Records from a data collection
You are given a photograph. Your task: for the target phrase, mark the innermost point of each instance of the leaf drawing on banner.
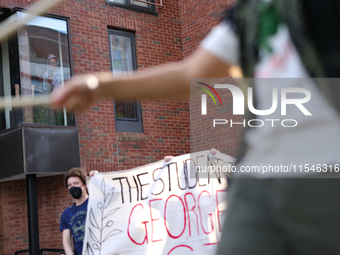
(98, 240)
(89, 249)
(112, 233)
(111, 212)
(93, 220)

## WHAT NEEDS TO BE DONE
Every record above must be printed exactly, except for its images.

## OUTPUT OF THE TASK
You are given a photograph. Your task: for the target phrase, mark the innermost point of each instance of the leaf drawing on banner.
(98, 240)
(89, 249)
(112, 233)
(111, 212)
(93, 220)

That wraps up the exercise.